§ Direction
In the review of the series Flowers, what is the title of Mrs Flowers's tell-all memoir?

§ Selected text
================

Flowers (2016–2018)
6/10
Promising UK cringe comedy jumps the kipper in the second season
21 July 2019
Elevator pitch: Depressed Edward Gorey character, his needy, neglected wife (Olivia Colman!) and their two failed-to-launch adult children live in a remote woodsy area, amidst no-less-peculiar neighbors. You'll recall that Will Sharpe's Sherlock certainly seemed to be bipolar, with touches of OCD and Tourette's. Here we have all that and more, including maybe schizophrenia and being congenitally "so rude that you're doomed to die a virgin," as one of the younger Flowerses says to her brother. The one attractive, normal-seeming character, who's being pursued by both of them, is really just the best at keeping her issues hidden; she gets written out of the show pretty quickly.

The start-and-stop plot is propelled along by several stunted artistic projects--the latest of Mr Flowers's Snickety children's books ("The Grubbs," disdained by his humorless publishers), Mrs Flowers's tell-all memoir ("Living with the Devil," no offense meant, I'm sure) and daughter Amy's chamber cantata about the Flowers family curse (it's complicated...). Sharpe himself steals the show as Shun, Mr. F's live-in illustrator and body man; he does some great freestylin' à la Robin Williams in the first season, but his shtick gets old far too soon. (He's half-Japanese, btw, so only the English half's taking work away from an equally qualified Asian actor.)

================

§ Data excerpts

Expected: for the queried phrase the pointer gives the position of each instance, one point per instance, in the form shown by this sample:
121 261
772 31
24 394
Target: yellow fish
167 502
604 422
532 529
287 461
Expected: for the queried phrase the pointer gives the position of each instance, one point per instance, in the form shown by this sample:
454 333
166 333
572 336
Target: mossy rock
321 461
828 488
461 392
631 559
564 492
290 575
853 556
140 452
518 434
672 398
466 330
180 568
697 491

================

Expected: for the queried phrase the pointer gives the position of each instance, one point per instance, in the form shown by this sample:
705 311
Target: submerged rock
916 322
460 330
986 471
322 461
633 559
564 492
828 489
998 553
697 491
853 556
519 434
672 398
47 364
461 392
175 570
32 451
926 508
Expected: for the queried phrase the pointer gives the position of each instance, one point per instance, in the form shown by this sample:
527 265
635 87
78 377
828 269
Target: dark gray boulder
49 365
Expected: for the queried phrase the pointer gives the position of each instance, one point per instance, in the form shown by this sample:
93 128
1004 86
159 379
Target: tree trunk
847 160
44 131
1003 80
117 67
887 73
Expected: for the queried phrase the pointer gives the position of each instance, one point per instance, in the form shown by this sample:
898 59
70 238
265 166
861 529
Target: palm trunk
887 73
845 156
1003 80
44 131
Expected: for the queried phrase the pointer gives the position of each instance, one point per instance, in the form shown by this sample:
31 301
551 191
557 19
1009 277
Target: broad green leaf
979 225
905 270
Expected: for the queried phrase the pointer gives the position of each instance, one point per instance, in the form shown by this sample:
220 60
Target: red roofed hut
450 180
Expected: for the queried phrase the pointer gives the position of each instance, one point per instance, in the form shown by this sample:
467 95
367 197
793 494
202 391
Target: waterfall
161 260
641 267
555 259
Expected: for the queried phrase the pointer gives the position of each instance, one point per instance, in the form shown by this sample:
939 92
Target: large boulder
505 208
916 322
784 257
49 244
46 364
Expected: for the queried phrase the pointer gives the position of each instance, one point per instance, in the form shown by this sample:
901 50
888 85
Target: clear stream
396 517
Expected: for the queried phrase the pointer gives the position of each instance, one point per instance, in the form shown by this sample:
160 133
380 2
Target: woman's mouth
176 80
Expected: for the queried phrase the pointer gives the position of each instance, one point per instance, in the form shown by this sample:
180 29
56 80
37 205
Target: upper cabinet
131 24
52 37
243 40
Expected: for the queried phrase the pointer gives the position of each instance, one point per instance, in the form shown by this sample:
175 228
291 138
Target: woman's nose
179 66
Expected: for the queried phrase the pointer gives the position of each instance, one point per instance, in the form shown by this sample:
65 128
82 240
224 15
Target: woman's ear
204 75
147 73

================

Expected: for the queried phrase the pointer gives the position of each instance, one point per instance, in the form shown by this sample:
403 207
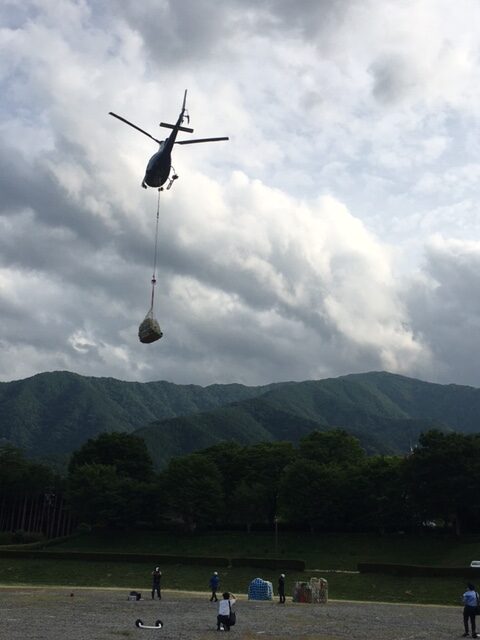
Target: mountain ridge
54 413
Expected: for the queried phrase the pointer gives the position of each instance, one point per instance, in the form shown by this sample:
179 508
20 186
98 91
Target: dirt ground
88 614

================

§ Result for this task
"Living with the Devil"